Position identification records:
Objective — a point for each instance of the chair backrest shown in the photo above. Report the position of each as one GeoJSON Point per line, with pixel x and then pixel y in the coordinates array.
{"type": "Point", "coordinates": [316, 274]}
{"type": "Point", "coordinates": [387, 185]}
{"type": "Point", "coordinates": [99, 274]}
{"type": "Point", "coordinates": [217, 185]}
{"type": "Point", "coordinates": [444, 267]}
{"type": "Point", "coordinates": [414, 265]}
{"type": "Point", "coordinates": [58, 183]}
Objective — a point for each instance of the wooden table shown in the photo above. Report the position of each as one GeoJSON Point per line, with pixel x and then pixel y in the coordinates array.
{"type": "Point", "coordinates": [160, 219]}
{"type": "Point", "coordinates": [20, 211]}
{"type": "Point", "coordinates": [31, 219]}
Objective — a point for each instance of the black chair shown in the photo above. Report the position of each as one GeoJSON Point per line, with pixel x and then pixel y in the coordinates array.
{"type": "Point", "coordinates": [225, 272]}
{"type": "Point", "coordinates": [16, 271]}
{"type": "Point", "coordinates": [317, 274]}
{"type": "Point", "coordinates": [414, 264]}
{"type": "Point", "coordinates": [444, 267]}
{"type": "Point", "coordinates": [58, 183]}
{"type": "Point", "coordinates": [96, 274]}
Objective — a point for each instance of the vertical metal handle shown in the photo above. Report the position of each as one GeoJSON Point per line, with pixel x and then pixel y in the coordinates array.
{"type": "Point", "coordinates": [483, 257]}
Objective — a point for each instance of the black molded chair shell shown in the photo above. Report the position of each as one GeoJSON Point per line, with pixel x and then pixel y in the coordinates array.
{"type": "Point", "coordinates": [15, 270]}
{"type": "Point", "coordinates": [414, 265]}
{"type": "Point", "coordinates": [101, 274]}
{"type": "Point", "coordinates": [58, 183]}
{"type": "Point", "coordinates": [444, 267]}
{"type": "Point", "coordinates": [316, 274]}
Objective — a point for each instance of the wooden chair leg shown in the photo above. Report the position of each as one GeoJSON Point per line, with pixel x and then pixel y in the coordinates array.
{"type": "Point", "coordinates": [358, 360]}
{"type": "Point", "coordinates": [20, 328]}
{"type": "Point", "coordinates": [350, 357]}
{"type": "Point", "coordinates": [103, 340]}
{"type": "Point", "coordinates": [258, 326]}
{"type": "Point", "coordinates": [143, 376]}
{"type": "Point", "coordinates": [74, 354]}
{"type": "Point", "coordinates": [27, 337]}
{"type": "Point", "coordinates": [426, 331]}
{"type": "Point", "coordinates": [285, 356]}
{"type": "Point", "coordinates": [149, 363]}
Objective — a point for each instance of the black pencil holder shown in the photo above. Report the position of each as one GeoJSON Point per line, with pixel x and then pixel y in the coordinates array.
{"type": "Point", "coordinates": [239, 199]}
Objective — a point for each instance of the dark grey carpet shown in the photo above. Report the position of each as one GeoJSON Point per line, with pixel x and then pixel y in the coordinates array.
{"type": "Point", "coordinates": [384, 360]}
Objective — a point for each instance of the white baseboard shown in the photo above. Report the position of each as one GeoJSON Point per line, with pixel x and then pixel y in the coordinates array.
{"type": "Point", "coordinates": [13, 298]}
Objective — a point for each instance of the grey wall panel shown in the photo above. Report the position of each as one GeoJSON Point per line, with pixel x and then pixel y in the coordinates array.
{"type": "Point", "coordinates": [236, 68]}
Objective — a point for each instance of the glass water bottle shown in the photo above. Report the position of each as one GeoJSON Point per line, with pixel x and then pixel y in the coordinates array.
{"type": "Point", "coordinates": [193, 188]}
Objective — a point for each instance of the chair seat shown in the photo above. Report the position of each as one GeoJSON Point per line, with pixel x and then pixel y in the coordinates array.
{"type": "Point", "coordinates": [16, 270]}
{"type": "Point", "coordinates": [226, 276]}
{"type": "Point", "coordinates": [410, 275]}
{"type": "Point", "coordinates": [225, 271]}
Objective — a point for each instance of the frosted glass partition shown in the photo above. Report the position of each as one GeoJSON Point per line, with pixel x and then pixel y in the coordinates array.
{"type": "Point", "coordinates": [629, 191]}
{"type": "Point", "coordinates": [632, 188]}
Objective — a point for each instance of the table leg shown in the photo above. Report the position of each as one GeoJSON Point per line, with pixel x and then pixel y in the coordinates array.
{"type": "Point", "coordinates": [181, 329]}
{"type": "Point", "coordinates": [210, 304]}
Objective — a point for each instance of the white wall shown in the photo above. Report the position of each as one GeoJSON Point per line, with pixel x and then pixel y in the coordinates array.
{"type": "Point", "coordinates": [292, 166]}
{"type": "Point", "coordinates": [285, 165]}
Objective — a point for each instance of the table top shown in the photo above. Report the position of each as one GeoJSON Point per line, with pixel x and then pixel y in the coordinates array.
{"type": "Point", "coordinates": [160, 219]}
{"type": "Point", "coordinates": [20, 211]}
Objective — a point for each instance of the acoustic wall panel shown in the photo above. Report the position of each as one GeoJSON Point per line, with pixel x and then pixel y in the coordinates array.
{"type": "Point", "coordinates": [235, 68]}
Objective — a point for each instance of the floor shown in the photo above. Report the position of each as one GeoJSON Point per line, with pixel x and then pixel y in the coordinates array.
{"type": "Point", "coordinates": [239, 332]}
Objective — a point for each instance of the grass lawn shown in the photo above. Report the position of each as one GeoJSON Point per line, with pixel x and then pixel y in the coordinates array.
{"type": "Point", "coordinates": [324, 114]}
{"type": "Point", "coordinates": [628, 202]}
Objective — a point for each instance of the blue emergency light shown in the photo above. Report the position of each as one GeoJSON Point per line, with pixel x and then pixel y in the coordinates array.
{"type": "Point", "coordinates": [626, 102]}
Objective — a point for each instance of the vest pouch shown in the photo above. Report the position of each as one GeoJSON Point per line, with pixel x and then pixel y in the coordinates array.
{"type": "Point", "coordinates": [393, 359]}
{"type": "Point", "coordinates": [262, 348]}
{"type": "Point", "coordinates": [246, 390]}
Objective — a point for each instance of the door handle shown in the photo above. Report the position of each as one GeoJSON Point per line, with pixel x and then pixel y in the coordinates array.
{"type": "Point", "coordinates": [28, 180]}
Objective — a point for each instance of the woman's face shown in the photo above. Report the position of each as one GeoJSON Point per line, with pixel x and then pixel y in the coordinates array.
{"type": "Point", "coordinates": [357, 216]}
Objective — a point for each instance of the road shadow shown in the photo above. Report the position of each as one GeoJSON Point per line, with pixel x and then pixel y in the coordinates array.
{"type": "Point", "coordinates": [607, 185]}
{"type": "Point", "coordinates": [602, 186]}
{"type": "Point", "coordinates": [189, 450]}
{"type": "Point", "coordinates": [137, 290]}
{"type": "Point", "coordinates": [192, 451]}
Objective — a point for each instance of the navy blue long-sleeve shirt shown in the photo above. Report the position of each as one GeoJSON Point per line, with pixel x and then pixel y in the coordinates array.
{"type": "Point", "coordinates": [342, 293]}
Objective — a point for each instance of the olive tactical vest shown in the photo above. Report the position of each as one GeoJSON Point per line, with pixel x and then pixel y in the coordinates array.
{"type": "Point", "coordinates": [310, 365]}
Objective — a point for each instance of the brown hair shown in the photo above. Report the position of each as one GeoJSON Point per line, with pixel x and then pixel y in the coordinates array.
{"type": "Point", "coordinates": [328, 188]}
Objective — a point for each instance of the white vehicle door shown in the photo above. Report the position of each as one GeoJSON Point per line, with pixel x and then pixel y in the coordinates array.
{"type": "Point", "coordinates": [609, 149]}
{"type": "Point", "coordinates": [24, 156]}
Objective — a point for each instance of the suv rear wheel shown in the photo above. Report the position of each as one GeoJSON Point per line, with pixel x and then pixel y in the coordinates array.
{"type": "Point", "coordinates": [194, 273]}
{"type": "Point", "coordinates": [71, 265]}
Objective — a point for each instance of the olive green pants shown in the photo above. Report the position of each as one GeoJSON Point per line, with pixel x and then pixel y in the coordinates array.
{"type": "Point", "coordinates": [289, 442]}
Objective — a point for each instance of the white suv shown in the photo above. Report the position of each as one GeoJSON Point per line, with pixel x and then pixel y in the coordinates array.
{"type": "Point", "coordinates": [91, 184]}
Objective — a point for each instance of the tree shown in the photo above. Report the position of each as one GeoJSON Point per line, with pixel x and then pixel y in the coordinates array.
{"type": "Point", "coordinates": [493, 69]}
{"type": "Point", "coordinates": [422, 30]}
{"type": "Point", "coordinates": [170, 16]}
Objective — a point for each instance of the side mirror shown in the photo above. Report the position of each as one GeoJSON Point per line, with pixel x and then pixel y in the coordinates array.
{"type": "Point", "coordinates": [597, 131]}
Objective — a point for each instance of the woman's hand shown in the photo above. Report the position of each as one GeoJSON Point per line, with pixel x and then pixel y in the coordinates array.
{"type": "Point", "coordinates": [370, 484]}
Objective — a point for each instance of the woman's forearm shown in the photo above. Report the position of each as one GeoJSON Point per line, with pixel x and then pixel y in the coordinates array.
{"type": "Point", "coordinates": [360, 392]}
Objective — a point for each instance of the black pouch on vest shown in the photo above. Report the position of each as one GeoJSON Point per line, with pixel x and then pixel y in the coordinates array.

Task to carry out: What needs duplicating is the run of lines from the one containing "Objective — a point for each instance of the woman's hand" through the last line of the entries above, exact and complete.

Answer to the problem:
Objective — a point for each instance of the woman's hand shown in the photo above. Report the position of each as one GeoJSON Point per line, with pixel x and then pixel y in the coordinates array.
{"type": "Point", "coordinates": [370, 484]}
Objective — a point for each instance of the woman's forearm shown in the photo above. Report the position of each as one GeoJSON Point per line, with pixel x and then pixel y in the coordinates array.
{"type": "Point", "coordinates": [360, 392]}
Objective — a point for each instance of the black pouch on vest shown in the photo above. Report the position of each as one GeoJSON Point per line, with pixel x and then pixel y in the coordinates array.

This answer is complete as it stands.